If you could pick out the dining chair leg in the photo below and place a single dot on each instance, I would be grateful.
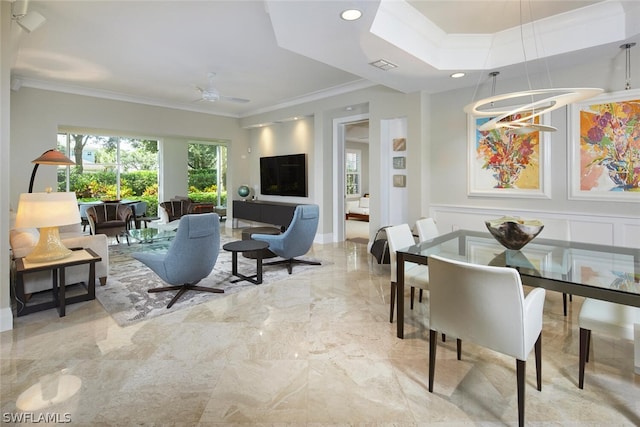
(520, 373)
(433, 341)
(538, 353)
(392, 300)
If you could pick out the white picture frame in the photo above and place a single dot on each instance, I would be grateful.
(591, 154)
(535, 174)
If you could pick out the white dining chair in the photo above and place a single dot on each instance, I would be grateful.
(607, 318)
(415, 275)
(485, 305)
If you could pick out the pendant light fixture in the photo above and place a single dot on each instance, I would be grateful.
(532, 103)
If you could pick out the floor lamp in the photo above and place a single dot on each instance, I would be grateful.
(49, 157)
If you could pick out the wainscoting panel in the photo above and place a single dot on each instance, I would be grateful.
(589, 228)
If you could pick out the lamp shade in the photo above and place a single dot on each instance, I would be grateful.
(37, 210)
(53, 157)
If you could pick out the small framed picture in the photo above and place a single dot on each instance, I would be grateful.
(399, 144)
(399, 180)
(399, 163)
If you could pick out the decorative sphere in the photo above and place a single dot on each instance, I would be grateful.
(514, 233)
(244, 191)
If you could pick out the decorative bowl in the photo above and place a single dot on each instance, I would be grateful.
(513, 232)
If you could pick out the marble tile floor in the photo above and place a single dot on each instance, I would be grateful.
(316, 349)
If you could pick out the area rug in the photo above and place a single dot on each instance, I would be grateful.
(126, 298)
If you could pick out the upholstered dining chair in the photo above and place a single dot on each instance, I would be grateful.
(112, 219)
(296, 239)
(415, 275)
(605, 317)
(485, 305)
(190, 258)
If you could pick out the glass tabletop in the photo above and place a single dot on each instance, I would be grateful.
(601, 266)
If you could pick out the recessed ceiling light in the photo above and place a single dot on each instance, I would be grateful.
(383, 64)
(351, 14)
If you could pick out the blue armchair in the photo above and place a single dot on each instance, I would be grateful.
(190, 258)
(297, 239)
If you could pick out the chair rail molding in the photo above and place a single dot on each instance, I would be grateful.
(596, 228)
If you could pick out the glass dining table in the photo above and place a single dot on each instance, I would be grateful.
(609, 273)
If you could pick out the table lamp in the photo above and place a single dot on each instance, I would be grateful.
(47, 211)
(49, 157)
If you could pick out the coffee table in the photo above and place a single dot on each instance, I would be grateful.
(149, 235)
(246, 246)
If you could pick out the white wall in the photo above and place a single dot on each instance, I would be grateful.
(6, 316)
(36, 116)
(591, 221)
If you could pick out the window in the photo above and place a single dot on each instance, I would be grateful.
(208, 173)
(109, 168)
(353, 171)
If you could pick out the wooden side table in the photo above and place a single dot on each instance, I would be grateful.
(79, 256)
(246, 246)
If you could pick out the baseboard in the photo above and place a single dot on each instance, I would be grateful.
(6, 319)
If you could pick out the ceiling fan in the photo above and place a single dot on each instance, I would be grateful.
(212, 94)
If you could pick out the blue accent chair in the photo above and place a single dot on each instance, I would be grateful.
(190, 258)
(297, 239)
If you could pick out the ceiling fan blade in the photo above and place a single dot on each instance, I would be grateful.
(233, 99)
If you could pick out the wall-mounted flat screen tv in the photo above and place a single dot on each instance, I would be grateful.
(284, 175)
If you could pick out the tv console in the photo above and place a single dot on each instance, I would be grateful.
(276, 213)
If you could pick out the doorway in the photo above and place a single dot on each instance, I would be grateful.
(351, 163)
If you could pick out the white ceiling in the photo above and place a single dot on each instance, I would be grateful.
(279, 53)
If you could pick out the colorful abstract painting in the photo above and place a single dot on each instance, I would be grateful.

• _DESCRIPTION OF THE TASK_
Skipping the pictures, transcribe each line above exactly as it appears.

• _ANSWER TO THE TASK_
If you could pick out the dining chair leg in the photo below and place a single dot on each instance, I would be grateful.
(520, 373)
(433, 341)
(538, 353)
(392, 300)
If you could pick out the white picture frame in the photo above and place a single dot on each instance, I would be grateful.
(591, 154)
(535, 174)
If you could pick out the white dining chair in the photo above and place a single dot on each instance, I would be grateful.
(607, 318)
(415, 275)
(485, 305)
If you could pick out the pendant light fixture in the photo above and place a single dot on each instance, I would be grateful.
(532, 103)
If you could pick out the floor lamp in the photo above and place a single dot on each instance, I would be grateful.
(49, 157)
If you could pick out the wainscoting panel in the photo above and place a single dot on each instance, I would be grateful.
(589, 228)
If you could pick out the lamp shade in the photo above and place a single dot on each instance, I would be grateful.
(37, 210)
(53, 157)
If you could pick out the small framed picture in the photo above and place a single dot on each instance, I would be grateful.
(399, 144)
(399, 180)
(399, 163)
If you could pick out the decorative sphere in the photo above and place a single dot on each instance, I would be grateful.
(514, 233)
(244, 191)
If you could pick out the decorative bowl in the photo above and place a single dot on each instance, I would be grateful.
(513, 232)
If you could pick out the marble tile floor in the photo above and place a single dot on each instance, I would be grateful.
(316, 349)
If you could pick out the area rug in the photo above and place a single dot on each instance, I would be grateful.
(126, 298)
If you could pick out the upholstered dining chair in the photo above and place a single dot on each instance, I would be grateful.
(112, 219)
(296, 239)
(415, 275)
(605, 317)
(485, 305)
(190, 258)
If you could pick out the glass tabletop in the photo above and place a single dot on each instance, I would be grateful.
(601, 266)
If you could pick out the recessed ceiling light in the photo above and place a single dot on each instance, I would be grateful.
(383, 64)
(351, 14)
If you could pick out the blue armchair in the photo above and place a single dot on each instance, I would be grateful.
(190, 258)
(297, 239)
If you could pick out the chair rail molding in the photo above and place a single dot on each instance, I would be grateful.
(596, 228)
If you could pick out the glass dining table in the photo above and place a single dot on each instance, I would be grateful.
(609, 273)
If you could pick out the table lamp in the photo above and place a single dot on each instance, I would be grateful.
(47, 211)
(49, 157)
If you could pick out the coffee table in the photo above and place a single dot on each instance, I would be grateful.
(149, 235)
(246, 246)
If you could pick out the white wall in the photo above and place a single dot on each instance, I would be grateful.
(6, 316)
(36, 116)
(591, 221)
If you could pick out the window in the photo above and place a single dot on each instance, I would be grateful.
(208, 173)
(109, 168)
(353, 171)
If you could pick out the wooden side table in the photo above and place a single dot on each instance, I would be grateful.
(79, 256)
(246, 246)
If you could pick out the baseboard in the photo above and place a single dot on each instance, I would be grateful.
(6, 319)
If you could pick out the ceiling fan in the photo above and place a single dot on each instance, I would be grateful.
(212, 94)
If you could pick out the blue accent chair in the photo above and place a single dot on each instance, I would be grateful.
(190, 258)
(297, 239)
If you could pick out the ceiling fan blade in the photo above and place a single dot on each instance, I would be grateful.
(233, 99)
If you could pick out the wall-mounted flat screen tv in the photo above and place a single dot on each instance, I would be grateful.
(284, 175)
If you could pick out the tv console in the photo above and place a single dot on each instance, I would be grateful.
(276, 213)
If you could pick out the doorway in the photo above and place a single dot on each instance, I would be grateful.
(351, 163)
If you could pick out the white ceiling in the photo above and place a single dot on each instance, I would be grateful.
(279, 53)
If you could pick out the colorful abstract painting in the photo above and place a single dot on each instance, I would be grateful.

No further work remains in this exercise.